- _Exercise details_
Reproduce the lines from the one containing "task: provide the mask of every instance of the **baked" through the one containing "M 22 114 L 74", inclusive, swapping "baked crust" for "golden crust" and leaving all else unchanged. Return only those lines.

-- begin --

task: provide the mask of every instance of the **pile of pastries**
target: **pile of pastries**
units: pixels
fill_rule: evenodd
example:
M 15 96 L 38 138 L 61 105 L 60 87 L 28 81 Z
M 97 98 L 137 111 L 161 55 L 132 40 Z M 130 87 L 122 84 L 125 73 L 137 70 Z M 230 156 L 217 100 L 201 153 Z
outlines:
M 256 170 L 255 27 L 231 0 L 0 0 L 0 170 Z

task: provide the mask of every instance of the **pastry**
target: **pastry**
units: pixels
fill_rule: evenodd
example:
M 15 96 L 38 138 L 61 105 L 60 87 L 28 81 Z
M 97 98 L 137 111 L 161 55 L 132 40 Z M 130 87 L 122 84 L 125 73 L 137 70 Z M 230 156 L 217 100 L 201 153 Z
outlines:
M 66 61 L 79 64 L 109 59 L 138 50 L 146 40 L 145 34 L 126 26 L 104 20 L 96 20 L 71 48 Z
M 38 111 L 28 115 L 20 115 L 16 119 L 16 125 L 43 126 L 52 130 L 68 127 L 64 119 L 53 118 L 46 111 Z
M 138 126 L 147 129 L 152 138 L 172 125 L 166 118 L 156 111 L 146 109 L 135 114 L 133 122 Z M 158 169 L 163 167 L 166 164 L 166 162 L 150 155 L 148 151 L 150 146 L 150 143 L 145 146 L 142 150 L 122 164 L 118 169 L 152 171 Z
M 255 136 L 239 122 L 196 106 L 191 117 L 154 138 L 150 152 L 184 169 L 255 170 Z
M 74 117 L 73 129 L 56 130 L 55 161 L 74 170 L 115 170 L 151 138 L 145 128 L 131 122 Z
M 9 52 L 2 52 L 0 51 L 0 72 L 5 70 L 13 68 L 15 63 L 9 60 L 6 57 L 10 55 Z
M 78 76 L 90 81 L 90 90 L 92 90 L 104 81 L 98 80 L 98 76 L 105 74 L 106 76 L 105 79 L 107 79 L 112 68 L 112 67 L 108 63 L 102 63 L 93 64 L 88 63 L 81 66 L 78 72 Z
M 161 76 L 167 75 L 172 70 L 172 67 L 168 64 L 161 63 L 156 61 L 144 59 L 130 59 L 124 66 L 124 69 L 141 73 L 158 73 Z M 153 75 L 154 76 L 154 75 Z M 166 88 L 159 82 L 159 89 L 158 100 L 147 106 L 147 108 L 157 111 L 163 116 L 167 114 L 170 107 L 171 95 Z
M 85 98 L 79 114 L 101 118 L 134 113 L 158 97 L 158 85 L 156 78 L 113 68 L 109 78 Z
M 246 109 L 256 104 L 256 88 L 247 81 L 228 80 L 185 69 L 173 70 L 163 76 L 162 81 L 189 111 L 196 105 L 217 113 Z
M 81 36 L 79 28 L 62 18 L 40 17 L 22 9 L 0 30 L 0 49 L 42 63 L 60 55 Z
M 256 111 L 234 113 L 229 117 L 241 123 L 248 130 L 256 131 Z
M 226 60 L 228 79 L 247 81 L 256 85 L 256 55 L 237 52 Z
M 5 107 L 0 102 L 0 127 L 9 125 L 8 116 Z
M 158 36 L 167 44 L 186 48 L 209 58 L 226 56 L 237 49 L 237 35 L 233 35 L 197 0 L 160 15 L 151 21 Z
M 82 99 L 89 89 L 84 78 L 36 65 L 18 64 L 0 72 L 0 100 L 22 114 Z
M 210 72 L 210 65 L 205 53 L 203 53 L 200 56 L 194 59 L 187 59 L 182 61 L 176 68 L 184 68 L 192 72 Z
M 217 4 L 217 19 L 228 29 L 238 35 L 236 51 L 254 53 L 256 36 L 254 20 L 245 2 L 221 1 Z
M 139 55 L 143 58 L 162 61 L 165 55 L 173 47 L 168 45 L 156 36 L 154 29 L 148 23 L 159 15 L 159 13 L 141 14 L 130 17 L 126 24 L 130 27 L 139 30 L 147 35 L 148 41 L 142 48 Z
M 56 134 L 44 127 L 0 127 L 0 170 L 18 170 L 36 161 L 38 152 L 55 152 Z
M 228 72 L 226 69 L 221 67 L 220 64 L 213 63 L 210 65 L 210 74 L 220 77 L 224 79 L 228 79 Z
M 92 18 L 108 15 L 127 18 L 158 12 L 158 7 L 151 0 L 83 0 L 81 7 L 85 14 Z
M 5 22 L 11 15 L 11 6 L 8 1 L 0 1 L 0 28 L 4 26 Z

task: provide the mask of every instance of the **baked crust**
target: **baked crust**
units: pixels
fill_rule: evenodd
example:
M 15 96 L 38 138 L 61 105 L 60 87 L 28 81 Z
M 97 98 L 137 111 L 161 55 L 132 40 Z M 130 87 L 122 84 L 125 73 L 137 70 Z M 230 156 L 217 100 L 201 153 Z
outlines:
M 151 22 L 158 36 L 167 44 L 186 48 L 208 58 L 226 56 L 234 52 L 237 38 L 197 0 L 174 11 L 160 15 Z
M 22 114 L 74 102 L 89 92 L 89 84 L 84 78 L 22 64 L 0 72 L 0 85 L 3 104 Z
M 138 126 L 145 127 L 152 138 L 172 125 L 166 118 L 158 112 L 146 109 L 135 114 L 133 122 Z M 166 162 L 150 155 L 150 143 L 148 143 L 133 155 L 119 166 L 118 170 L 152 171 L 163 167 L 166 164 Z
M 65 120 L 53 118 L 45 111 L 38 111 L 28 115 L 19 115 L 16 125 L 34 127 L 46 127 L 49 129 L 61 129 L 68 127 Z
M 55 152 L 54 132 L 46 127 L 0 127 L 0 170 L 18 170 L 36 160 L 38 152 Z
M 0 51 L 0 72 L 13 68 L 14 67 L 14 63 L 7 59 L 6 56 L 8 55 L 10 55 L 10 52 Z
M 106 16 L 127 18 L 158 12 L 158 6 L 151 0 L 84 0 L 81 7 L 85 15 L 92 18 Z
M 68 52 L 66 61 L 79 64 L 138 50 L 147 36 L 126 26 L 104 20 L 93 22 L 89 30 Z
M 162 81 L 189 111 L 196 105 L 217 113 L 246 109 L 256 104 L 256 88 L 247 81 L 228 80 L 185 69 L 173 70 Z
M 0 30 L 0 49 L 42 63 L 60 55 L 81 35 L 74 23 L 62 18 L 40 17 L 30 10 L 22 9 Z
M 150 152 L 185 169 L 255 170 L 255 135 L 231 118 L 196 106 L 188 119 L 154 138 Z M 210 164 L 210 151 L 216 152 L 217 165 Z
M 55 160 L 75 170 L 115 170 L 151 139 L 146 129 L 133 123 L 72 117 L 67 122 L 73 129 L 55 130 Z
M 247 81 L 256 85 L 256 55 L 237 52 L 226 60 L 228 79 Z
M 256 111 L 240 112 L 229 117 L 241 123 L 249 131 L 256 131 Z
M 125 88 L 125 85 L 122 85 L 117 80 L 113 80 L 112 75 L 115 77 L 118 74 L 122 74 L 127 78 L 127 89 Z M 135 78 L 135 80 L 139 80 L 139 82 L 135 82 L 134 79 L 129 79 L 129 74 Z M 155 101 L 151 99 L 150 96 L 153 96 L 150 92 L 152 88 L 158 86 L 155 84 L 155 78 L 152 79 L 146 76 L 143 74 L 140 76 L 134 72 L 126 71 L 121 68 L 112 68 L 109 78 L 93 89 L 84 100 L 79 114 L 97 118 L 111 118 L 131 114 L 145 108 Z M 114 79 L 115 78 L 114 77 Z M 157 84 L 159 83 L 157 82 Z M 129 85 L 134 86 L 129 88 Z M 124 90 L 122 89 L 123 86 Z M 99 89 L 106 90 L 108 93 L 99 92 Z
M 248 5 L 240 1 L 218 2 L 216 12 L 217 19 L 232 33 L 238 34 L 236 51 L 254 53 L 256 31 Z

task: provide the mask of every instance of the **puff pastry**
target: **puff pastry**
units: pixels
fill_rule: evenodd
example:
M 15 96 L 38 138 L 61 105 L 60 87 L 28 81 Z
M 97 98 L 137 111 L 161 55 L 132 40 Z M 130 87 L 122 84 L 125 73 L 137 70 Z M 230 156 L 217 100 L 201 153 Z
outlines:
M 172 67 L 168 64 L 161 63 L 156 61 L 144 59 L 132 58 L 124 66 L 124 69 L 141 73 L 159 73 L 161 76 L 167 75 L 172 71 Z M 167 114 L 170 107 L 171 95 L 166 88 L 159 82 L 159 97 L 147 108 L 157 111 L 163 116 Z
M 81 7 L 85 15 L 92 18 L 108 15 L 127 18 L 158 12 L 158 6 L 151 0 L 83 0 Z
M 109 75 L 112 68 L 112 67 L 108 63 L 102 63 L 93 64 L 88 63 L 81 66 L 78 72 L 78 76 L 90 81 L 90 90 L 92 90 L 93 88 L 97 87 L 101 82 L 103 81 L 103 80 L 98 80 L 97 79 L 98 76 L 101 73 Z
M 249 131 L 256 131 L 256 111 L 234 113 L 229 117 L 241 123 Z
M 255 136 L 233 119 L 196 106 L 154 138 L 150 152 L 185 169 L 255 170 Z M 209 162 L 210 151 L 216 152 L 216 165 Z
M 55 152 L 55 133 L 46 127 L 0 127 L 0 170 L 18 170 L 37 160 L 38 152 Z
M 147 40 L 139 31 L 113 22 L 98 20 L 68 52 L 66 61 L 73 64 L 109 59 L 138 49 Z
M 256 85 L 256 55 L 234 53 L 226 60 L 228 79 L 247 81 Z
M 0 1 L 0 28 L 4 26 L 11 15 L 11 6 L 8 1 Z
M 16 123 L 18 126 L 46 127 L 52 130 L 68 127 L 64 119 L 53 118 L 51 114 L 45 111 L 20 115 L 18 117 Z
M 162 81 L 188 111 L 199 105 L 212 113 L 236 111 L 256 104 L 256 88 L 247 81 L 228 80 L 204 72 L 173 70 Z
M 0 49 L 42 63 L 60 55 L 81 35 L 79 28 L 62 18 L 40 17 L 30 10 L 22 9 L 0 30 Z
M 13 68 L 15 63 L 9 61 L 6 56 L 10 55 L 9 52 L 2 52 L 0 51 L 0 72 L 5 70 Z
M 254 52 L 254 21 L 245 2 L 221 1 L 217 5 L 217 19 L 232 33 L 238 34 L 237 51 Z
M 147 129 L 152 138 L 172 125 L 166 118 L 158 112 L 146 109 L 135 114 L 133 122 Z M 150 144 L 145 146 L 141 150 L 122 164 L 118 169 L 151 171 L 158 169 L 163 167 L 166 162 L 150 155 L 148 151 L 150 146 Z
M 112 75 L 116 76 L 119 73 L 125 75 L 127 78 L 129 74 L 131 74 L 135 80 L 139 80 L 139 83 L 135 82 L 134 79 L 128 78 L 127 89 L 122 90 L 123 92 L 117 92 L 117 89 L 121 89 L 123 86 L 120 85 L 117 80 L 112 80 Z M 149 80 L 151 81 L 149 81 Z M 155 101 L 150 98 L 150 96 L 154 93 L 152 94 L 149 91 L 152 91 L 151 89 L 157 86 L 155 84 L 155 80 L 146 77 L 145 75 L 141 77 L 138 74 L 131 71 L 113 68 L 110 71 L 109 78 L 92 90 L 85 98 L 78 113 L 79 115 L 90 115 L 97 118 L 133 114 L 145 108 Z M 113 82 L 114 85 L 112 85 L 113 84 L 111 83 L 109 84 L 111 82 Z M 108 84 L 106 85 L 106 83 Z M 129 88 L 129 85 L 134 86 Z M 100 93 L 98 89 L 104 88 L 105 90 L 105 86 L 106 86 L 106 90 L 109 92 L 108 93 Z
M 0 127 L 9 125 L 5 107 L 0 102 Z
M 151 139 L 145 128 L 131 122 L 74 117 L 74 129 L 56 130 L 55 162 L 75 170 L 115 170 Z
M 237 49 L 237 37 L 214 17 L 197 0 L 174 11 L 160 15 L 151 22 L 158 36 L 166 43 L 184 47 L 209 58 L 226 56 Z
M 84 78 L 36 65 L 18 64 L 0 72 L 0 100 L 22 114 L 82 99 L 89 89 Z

-- end --

- _Written reply_
task: provide the mask of every instance of the **golden crust**
target: **golden crust**
units: pixels
fill_rule: evenodd
example:
M 15 96 L 38 138 L 61 105 L 60 87 L 28 81 Z
M 97 98 L 137 111 L 161 55 L 132 40 Z M 130 87 L 122 84 L 125 73 L 137 70 Z M 230 156 L 217 100 L 201 153 Z
outlines:
M 151 22 L 158 36 L 167 44 L 186 48 L 208 58 L 226 56 L 234 52 L 237 38 L 197 0 L 174 11 L 160 15 Z
M 22 114 L 74 102 L 89 92 L 89 84 L 84 78 L 22 64 L 0 72 L 0 85 L 3 104 Z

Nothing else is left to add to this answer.